Image-grounded pointing data
◇ ◇ ◇

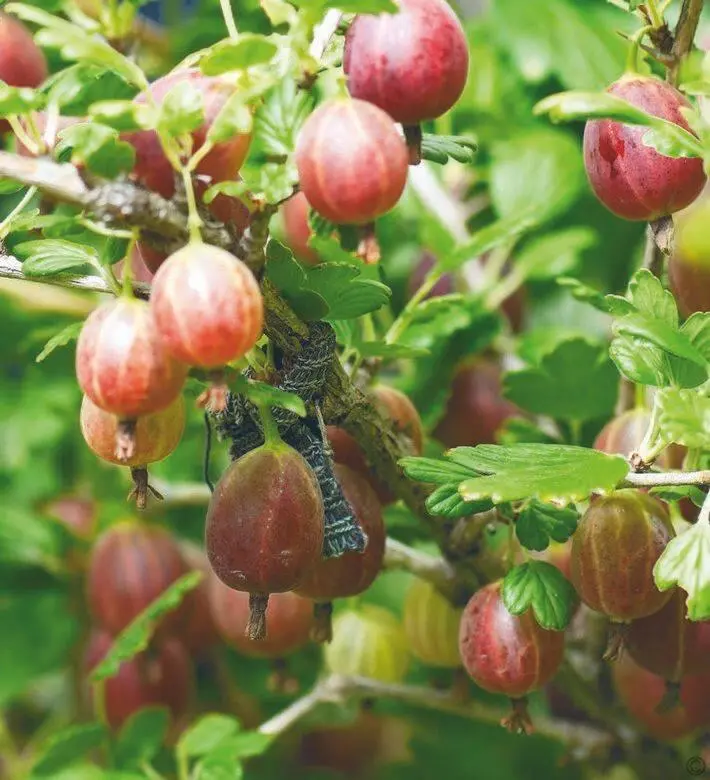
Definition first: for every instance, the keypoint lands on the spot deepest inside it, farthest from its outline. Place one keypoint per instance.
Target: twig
(659, 479)
(436, 570)
(338, 689)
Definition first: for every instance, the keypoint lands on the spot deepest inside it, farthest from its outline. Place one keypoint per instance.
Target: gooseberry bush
(356, 389)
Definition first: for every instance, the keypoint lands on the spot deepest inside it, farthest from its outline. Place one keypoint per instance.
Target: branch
(661, 478)
(337, 689)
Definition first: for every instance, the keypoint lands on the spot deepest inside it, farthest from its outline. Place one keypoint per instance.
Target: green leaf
(670, 139)
(327, 291)
(206, 734)
(446, 501)
(99, 148)
(38, 632)
(281, 117)
(553, 254)
(439, 148)
(74, 43)
(182, 110)
(576, 381)
(539, 523)
(61, 339)
(684, 417)
(540, 170)
(141, 737)
(686, 563)
(68, 746)
(48, 256)
(435, 471)
(248, 50)
(550, 472)
(503, 231)
(136, 636)
(19, 100)
(541, 586)
(122, 115)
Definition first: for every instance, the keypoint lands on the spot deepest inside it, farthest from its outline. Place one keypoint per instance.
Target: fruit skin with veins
(362, 176)
(689, 265)
(152, 168)
(633, 180)
(131, 565)
(641, 693)
(156, 435)
(160, 676)
(368, 642)
(476, 408)
(289, 618)
(206, 306)
(614, 549)
(266, 539)
(413, 64)
(431, 624)
(503, 653)
(122, 364)
(352, 572)
(668, 644)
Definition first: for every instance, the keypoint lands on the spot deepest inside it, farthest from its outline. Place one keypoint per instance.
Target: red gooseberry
(122, 364)
(614, 549)
(160, 676)
(631, 179)
(266, 539)
(352, 161)
(288, 615)
(224, 160)
(413, 64)
(476, 409)
(206, 306)
(131, 565)
(507, 654)
(642, 692)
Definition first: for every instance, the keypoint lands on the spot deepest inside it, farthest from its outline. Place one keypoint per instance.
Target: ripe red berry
(206, 306)
(614, 549)
(197, 630)
(503, 653)
(22, 63)
(156, 435)
(289, 618)
(297, 231)
(476, 409)
(352, 572)
(623, 436)
(642, 692)
(223, 162)
(265, 539)
(122, 363)
(412, 64)
(131, 565)
(161, 676)
(631, 179)
(668, 644)
(352, 161)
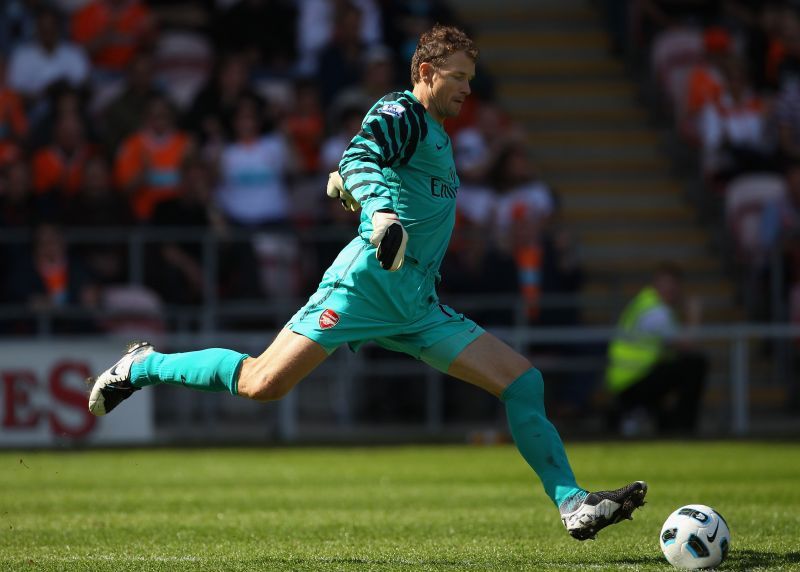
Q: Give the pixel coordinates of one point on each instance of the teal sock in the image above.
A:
(536, 438)
(214, 369)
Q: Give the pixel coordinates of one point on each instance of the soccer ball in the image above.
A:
(695, 536)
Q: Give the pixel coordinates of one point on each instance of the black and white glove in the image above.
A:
(336, 190)
(390, 238)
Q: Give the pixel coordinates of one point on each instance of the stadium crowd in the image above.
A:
(727, 75)
(224, 117)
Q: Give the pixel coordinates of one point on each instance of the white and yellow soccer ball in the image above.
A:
(695, 536)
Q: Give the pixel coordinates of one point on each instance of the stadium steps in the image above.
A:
(593, 142)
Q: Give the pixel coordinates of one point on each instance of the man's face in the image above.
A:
(450, 84)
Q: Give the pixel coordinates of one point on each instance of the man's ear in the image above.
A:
(426, 70)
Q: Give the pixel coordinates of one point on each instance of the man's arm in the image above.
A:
(388, 137)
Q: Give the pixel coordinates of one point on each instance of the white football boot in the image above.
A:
(585, 517)
(113, 386)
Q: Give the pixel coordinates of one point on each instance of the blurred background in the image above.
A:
(162, 174)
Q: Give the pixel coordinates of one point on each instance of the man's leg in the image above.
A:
(489, 363)
(270, 376)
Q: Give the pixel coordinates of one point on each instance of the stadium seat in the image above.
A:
(132, 311)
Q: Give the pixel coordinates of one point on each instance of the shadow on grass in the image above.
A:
(737, 560)
(749, 559)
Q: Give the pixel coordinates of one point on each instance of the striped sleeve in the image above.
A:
(388, 138)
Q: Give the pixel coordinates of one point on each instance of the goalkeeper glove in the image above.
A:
(336, 190)
(389, 236)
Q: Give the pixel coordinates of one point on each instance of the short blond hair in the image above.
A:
(438, 44)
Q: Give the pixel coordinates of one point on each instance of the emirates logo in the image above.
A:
(328, 319)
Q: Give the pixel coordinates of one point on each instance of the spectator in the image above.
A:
(734, 131)
(784, 63)
(522, 194)
(348, 124)
(705, 82)
(126, 112)
(780, 224)
(315, 28)
(263, 31)
(787, 118)
(98, 205)
(211, 113)
(18, 207)
(17, 23)
(340, 61)
(377, 80)
(60, 99)
(49, 277)
(112, 31)
(58, 168)
(652, 372)
(305, 126)
(522, 212)
(177, 270)
(147, 167)
(477, 147)
(253, 189)
(13, 122)
(38, 64)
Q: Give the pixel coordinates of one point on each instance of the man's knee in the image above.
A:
(263, 386)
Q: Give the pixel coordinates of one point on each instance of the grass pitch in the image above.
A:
(406, 508)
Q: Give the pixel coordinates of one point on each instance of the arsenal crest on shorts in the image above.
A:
(328, 319)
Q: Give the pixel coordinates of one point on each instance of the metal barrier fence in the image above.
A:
(338, 380)
(335, 410)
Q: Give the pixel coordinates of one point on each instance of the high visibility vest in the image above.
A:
(631, 356)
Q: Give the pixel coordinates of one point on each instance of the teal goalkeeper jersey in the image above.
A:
(403, 160)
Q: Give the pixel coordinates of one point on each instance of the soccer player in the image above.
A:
(399, 171)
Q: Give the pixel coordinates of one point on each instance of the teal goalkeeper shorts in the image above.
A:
(357, 301)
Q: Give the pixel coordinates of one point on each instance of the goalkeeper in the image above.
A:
(399, 170)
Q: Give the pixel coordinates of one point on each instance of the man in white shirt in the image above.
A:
(35, 66)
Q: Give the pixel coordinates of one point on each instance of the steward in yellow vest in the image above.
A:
(632, 354)
(655, 378)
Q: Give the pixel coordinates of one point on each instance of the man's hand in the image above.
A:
(336, 190)
(389, 236)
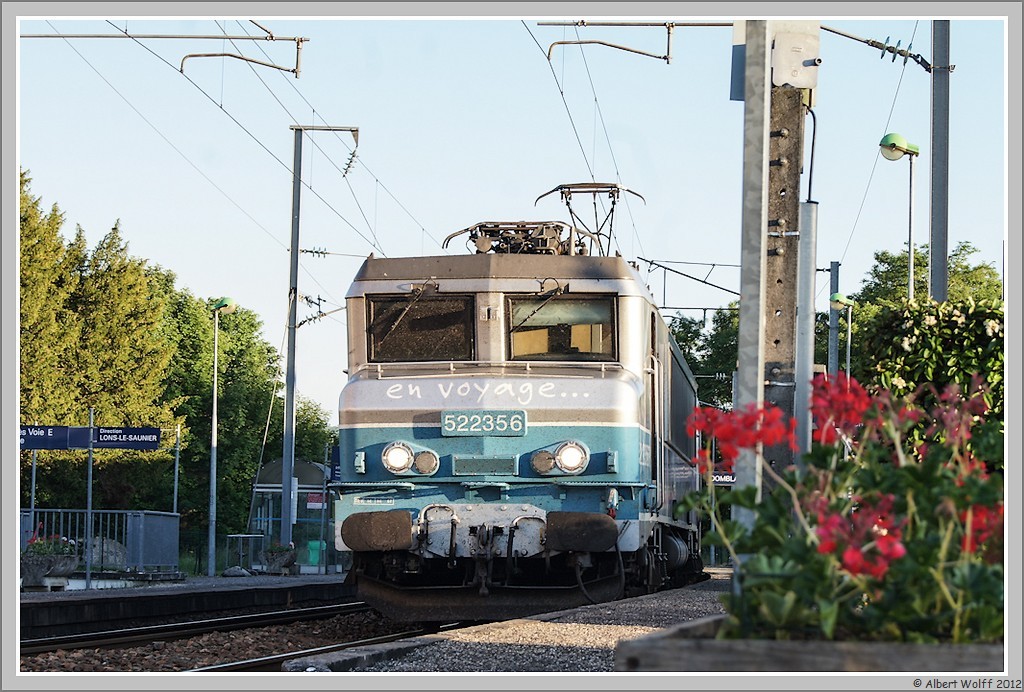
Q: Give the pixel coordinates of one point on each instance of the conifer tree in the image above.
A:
(49, 331)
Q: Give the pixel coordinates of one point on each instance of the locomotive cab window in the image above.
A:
(561, 328)
(416, 328)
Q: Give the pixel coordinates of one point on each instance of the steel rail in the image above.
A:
(134, 636)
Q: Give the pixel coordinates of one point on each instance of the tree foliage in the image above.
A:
(101, 329)
(883, 294)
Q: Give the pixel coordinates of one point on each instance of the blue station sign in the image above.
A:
(44, 437)
(64, 437)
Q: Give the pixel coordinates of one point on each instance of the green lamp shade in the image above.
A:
(894, 145)
(225, 305)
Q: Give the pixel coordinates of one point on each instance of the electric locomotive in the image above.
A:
(512, 433)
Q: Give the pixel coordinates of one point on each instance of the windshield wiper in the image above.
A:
(415, 296)
(552, 294)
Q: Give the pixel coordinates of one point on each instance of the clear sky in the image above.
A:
(466, 120)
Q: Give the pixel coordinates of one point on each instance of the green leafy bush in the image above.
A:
(922, 347)
(50, 545)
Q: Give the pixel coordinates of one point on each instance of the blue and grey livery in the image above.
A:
(512, 432)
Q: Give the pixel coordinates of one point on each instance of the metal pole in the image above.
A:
(804, 370)
(177, 463)
(288, 456)
(909, 241)
(33, 500)
(849, 338)
(211, 549)
(323, 546)
(751, 371)
(938, 247)
(833, 322)
(88, 510)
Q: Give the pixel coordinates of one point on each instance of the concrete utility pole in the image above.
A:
(780, 60)
(785, 154)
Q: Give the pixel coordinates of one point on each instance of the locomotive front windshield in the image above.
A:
(412, 328)
(561, 328)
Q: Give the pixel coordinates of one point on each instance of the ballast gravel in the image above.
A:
(582, 640)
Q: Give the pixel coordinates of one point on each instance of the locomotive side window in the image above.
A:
(561, 328)
(407, 329)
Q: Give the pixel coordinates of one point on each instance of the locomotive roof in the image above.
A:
(488, 265)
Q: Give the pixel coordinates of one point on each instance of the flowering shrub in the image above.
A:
(891, 528)
(49, 545)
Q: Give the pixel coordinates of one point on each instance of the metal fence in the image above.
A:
(123, 541)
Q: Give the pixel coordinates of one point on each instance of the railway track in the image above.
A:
(145, 635)
(273, 663)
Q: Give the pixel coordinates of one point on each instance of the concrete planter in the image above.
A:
(279, 562)
(36, 568)
(691, 647)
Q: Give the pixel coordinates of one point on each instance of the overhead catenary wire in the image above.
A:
(363, 164)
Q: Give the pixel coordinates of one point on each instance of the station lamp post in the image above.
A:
(893, 146)
(225, 306)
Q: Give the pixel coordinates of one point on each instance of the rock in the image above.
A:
(109, 554)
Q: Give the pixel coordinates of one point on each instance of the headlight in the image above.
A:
(571, 457)
(397, 457)
(426, 462)
(543, 461)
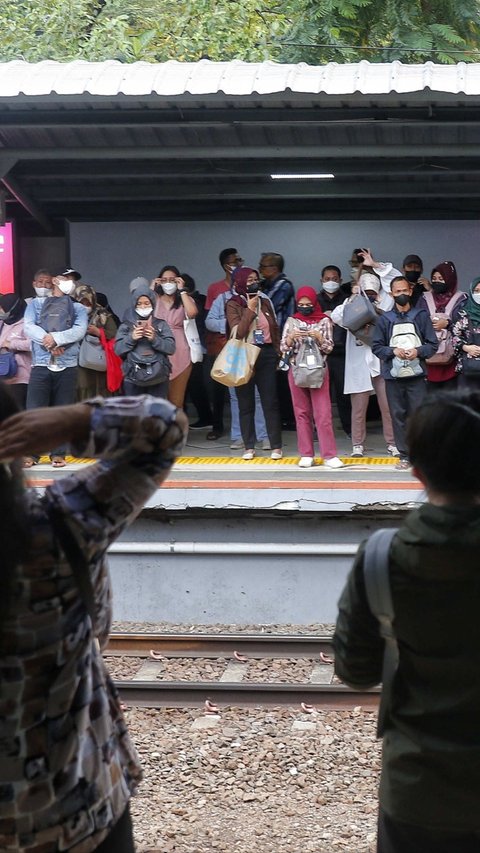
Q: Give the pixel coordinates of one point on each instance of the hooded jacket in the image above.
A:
(431, 748)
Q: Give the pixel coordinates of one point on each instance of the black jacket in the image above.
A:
(431, 748)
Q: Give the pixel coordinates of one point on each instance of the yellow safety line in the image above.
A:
(257, 460)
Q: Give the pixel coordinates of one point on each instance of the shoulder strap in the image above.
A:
(379, 597)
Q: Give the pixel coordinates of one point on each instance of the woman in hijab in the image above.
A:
(14, 340)
(443, 302)
(91, 383)
(249, 309)
(311, 405)
(466, 339)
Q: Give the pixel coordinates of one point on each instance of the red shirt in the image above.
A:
(214, 290)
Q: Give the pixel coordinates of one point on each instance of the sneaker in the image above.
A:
(306, 462)
(237, 444)
(200, 425)
(334, 462)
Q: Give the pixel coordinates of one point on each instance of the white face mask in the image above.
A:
(170, 288)
(331, 286)
(66, 286)
(42, 292)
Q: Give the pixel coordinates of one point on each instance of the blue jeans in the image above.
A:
(49, 388)
(260, 426)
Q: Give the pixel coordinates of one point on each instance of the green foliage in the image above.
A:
(314, 31)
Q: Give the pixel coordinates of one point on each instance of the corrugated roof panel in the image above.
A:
(110, 78)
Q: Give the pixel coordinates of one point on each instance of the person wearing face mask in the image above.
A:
(311, 405)
(332, 294)
(251, 311)
(14, 340)
(55, 325)
(362, 369)
(145, 343)
(443, 303)
(466, 339)
(403, 338)
(92, 383)
(174, 305)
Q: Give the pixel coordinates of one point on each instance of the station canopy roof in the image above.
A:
(107, 140)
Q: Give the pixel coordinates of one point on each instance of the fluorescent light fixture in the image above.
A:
(314, 176)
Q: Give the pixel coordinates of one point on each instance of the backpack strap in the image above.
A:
(379, 596)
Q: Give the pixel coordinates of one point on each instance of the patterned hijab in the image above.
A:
(98, 316)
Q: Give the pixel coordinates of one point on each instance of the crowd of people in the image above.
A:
(393, 333)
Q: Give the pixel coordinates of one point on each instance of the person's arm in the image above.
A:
(357, 642)
(215, 320)
(77, 331)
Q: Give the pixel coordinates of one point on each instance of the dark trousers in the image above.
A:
(217, 393)
(396, 837)
(131, 389)
(197, 393)
(264, 379)
(404, 396)
(336, 371)
(120, 839)
(49, 388)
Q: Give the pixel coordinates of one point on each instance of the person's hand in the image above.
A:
(40, 430)
(49, 341)
(472, 350)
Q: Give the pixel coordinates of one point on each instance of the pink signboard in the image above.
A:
(6, 259)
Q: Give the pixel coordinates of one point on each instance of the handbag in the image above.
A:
(92, 354)
(235, 364)
(193, 340)
(310, 366)
(8, 365)
(358, 312)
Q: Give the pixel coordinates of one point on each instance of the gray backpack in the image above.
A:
(379, 596)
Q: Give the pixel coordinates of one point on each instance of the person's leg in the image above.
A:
(260, 425)
(397, 397)
(178, 386)
(379, 386)
(322, 413)
(246, 406)
(120, 839)
(265, 373)
(396, 837)
(336, 369)
(359, 413)
(302, 409)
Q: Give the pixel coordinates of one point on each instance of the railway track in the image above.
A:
(146, 689)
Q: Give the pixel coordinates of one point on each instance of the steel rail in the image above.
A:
(219, 645)
(174, 694)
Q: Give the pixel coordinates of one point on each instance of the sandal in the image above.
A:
(58, 462)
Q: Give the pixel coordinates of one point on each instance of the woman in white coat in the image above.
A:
(362, 369)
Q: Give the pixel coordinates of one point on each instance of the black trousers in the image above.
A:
(120, 839)
(336, 372)
(404, 396)
(265, 380)
(396, 837)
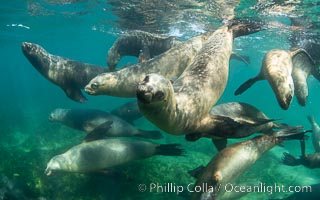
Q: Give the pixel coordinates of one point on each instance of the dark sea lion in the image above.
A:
(302, 69)
(170, 64)
(134, 43)
(232, 161)
(239, 111)
(103, 154)
(70, 75)
(276, 69)
(311, 192)
(183, 107)
(315, 134)
(89, 120)
(128, 111)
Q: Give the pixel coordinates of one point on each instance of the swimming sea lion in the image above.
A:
(276, 69)
(135, 42)
(106, 153)
(128, 111)
(170, 64)
(70, 75)
(90, 119)
(232, 161)
(302, 69)
(239, 111)
(183, 107)
(315, 134)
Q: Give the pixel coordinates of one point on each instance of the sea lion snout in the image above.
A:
(144, 94)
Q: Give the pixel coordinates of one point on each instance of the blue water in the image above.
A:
(84, 31)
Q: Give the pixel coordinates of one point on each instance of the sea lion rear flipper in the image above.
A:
(290, 160)
(243, 58)
(99, 132)
(220, 143)
(196, 172)
(75, 94)
(246, 85)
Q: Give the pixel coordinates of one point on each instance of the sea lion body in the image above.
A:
(241, 112)
(128, 111)
(276, 69)
(70, 75)
(302, 69)
(170, 64)
(106, 153)
(90, 119)
(315, 134)
(134, 43)
(183, 107)
(231, 162)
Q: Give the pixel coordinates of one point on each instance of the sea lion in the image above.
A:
(182, 107)
(315, 134)
(70, 75)
(302, 69)
(90, 119)
(170, 64)
(128, 111)
(239, 111)
(276, 69)
(106, 153)
(232, 161)
(135, 43)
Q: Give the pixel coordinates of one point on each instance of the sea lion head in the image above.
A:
(37, 55)
(56, 163)
(102, 84)
(57, 114)
(154, 89)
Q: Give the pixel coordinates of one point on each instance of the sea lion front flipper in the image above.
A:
(246, 85)
(290, 160)
(243, 58)
(98, 132)
(220, 143)
(75, 94)
(196, 172)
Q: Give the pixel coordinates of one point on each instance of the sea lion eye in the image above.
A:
(94, 85)
(159, 95)
(146, 79)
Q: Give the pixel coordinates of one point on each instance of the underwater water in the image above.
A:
(84, 30)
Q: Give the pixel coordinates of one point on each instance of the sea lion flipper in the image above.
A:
(196, 172)
(246, 85)
(243, 58)
(75, 94)
(220, 143)
(98, 132)
(290, 160)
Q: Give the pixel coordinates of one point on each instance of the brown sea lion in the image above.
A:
(183, 107)
(128, 111)
(239, 111)
(89, 120)
(231, 162)
(106, 153)
(315, 133)
(170, 64)
(70, 75)
(276, 69)
(135, 43)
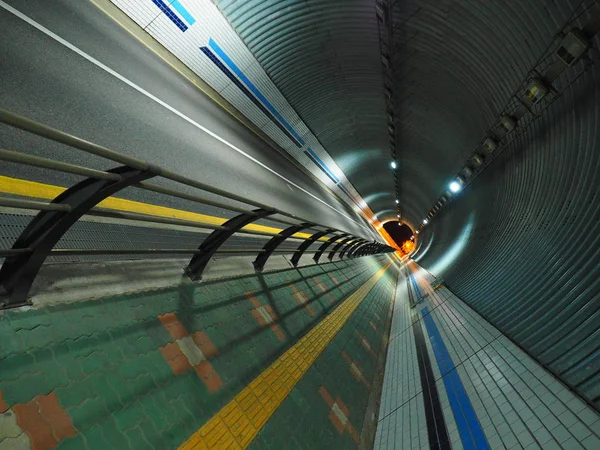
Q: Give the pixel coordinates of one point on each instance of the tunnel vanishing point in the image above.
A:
(299, 224)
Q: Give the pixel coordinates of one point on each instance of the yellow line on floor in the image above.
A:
(25, 188)
(240, 421)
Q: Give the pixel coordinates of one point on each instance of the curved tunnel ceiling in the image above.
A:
(521, 243)
(325, 58)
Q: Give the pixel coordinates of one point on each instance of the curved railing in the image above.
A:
(39, 239)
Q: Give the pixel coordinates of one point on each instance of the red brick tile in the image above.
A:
(32, 423)
(343, 407)
(56, 416)
(175, 358)
(173, 326)
(3, 404)
(352, 432)
(209, 376)
(326, 396)
(205, 344)
(252, 298)
(259, 318)
(337, 423)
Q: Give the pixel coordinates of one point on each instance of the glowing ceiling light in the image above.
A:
(455, 186)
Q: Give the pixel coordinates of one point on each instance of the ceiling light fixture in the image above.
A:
(455, 186)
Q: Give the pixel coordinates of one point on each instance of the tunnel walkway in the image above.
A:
(452, 380)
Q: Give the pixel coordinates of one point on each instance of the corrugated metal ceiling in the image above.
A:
(521, 243)
(324, 56)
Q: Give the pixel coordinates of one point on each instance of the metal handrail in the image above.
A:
(39, 239)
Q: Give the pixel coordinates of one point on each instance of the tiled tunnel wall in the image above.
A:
(147, 370)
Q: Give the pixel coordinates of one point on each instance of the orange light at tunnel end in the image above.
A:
(384, 234)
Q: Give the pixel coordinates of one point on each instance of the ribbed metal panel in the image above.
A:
(521, 244)
(456, 66)
(325, 58)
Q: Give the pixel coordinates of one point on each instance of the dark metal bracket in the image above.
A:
(307, 243)
(276, 241)
(213, 242)
(338, 246)
(48, 227)
(326, 244)
(350, 247)
(353, 252)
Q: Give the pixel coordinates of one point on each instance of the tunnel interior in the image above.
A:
(400, 232)
(192, 207)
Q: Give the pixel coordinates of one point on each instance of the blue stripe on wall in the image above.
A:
(183, 12)
(469, 428)
(246, 92)
(253, 88)
(319, 162)
(170, 14)
(418, 294)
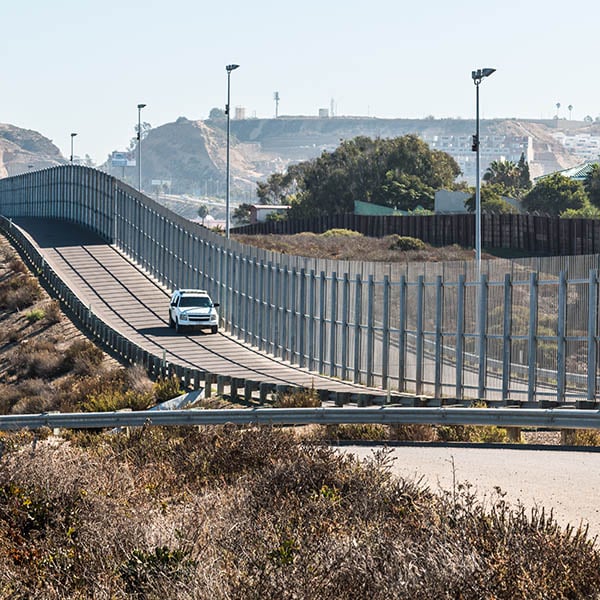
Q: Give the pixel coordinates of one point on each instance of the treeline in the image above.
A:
(403, 173)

◇ ◇ ◇

=== Task description ===
Count the lines above that contain the word "fixture", and reply with only that number.

=== Expected output ===
2